Region annotation entries
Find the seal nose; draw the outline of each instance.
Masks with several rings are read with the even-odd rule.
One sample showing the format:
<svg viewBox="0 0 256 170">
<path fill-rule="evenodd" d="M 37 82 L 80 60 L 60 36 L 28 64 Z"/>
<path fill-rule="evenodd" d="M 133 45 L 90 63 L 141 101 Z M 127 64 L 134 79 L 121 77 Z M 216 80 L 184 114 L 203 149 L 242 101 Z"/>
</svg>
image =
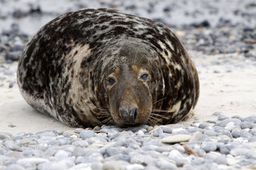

GIVEN INSTRUCTION: Show each line of the items above that contains the string "evenodd". Case counts.

CORRECT ANSWER:
<path fill-rule="evenodd" d="M 37 82 L 80 60 L 60 36 L 28 64 Z"/>
<path fill-rule="evenodd" d="M 133 45 L 90 63 L 141 101 Z M 127 64 L 134 79 L 121 77 Z M 216 80 L 184 114 L 203 149 L 242 101 Z"/>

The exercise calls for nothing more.